(EXTRACT):
▽

What Is Love? Here’s What to Know

By Tom Froehlich

Human love is passionate by default, as in “being in love.”

Poets and novelists intuit love as a most delightful phenomenon of highly personal and deeply intimate relationships. Love begets new belongings and makes life worth living. Thus, human love is rather virtuous.

Unification leaders talk a lot about love, that is, about God’s love and true love. Human love, however it may be implied, is usually not distinguished as a worthwhile virtue. This may have resulted in many Unificationist offspring seeking love outside their parent’s faith community.

More clarity and an appreciative attitude toward human love may help Unificationists to better reach out to a world full of smart and curious young folks.

Surely love — passionate as it always is — cannot arise without mutual attraction and be nothing less than profound affection and some esteem for each other. Reciprocal and non-exploitative, love eventually kindles surrender due to enchantment and thus delight in each other, both in body and mind so as to not leave anyone wanting.

△

Saved entries
▽

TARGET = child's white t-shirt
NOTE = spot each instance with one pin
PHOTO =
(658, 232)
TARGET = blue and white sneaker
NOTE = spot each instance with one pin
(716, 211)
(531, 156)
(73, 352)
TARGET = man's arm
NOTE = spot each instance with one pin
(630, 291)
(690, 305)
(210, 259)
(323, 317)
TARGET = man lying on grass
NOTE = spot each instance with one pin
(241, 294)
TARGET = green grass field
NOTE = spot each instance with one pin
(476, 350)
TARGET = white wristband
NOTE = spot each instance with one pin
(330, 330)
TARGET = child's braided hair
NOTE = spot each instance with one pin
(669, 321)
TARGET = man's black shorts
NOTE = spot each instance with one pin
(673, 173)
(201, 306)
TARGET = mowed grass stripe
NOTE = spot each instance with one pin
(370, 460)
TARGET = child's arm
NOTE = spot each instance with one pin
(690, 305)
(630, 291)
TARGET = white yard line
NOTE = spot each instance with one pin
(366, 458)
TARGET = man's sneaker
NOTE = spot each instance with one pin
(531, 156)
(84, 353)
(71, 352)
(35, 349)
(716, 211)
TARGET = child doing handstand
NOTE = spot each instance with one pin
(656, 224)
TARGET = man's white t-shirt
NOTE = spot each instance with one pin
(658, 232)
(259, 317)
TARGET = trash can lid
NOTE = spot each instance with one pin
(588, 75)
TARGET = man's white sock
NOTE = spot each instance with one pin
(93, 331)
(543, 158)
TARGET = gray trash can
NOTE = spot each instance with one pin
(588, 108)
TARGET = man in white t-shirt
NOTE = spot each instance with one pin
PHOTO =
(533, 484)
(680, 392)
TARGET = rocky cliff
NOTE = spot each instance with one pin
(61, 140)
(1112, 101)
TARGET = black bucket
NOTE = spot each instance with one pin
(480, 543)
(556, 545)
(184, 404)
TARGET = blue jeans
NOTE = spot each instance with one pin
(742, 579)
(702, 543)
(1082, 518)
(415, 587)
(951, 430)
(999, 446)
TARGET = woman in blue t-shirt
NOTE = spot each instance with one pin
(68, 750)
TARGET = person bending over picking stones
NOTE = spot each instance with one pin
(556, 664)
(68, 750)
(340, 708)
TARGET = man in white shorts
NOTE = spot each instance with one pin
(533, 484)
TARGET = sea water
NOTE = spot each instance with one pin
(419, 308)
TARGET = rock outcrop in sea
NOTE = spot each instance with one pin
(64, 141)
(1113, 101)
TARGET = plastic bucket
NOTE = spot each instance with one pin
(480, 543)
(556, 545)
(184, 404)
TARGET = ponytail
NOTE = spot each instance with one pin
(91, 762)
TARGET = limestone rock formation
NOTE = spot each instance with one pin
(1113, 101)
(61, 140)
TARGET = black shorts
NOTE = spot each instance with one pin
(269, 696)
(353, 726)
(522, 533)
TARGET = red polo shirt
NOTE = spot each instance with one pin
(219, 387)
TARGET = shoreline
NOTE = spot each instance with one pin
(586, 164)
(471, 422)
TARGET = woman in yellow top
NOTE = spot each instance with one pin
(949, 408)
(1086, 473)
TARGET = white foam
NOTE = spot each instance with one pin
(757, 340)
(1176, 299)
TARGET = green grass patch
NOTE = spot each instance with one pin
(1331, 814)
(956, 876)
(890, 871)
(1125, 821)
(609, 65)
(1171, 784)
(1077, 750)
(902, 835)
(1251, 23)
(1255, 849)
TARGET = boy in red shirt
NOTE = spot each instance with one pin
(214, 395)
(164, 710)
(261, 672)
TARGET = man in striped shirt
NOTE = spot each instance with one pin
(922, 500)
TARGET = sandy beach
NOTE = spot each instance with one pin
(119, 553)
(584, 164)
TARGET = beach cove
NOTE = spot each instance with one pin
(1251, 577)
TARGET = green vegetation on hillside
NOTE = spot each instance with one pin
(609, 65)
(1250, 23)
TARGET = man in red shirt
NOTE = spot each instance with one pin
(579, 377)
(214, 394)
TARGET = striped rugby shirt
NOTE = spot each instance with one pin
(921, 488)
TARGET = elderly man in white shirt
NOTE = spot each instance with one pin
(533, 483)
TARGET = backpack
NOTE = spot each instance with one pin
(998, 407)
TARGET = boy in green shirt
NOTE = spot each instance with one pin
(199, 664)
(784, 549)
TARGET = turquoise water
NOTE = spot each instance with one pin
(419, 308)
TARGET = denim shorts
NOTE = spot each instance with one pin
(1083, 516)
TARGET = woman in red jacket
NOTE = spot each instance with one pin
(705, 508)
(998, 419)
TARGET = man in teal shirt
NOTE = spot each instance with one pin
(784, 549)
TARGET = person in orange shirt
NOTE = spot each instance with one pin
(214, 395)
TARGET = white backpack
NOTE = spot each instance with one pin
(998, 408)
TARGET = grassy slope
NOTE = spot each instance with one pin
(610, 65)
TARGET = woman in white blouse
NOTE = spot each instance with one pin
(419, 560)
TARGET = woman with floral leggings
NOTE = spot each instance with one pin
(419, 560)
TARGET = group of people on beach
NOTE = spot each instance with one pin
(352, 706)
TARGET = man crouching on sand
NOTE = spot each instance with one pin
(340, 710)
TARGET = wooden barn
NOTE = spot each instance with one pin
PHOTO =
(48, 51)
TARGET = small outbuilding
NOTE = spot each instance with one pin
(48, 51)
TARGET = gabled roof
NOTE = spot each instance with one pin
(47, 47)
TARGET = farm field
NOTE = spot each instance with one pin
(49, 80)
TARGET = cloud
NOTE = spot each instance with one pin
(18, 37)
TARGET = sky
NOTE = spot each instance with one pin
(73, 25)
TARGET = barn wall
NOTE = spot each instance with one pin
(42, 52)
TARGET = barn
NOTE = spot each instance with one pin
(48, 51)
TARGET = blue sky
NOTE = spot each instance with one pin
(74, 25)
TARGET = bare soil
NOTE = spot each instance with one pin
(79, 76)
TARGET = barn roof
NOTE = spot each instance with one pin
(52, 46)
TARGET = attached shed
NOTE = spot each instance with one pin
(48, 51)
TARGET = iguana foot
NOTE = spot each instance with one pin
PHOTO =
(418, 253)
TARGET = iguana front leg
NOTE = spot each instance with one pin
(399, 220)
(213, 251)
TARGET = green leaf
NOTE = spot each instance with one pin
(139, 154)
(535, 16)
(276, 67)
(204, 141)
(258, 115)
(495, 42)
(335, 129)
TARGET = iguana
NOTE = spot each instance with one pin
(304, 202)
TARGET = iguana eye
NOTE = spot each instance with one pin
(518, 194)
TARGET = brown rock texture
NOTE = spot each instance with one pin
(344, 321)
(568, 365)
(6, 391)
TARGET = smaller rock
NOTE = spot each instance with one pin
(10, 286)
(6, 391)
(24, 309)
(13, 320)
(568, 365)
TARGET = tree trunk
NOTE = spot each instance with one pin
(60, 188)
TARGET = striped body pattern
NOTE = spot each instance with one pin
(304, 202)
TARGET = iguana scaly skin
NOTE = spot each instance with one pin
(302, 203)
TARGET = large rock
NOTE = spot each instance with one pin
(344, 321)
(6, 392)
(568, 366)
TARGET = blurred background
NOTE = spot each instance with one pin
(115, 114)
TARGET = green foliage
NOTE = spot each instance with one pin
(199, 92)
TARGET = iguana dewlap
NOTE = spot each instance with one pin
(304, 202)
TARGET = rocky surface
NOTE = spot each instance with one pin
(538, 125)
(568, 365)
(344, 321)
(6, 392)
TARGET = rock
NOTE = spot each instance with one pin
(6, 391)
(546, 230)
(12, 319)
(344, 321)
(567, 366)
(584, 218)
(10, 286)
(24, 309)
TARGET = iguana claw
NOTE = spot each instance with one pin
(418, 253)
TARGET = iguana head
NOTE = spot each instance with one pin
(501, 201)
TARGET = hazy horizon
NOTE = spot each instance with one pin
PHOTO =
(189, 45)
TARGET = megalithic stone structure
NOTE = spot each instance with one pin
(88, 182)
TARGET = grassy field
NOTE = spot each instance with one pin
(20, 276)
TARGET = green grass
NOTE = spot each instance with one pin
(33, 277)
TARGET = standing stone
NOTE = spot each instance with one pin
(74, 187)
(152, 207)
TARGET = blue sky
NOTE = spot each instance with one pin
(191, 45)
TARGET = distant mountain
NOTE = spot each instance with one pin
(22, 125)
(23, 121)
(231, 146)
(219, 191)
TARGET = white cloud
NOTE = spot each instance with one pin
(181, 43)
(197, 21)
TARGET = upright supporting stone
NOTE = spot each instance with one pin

△

(EXERCISE BRIEF):
Copy out the essay on love shown above in full, word for word, from its title through its last sentence.

(SOLVED EXERCISE):
What Is Love? Here’s What to Know

By Tom Froehlich

Human love is passionate by default, as in “being in love.”

Poets and novelists intuit love as a most delightful phenomenon of highly personal and deeply intimate relationships. Love begets new belongings and makes life worth living. Thus, human love is rather virtuous.

Unification leaders talk a lot about love, that is, about God’s love and true love. Human love, however it may be implied, is usually not distinguished as a worthwhile virtue. This may have resulted in many Unificationist offspring seeking love outside their parent’s faith community.

More clarity and an appreciative attitude toward human love may help Unificationists to better reach out to a world full of smart and curious young folks.

Surely love — passionate as it always is — cannot arise without mutual attraction and be nothing less than profound affection and some esteem for each other. Reciprocal and non-exploitative, love eventually kindles surrender due to enchantment and thus delight in each other, both in body and mind so as to not leave anyone wanting.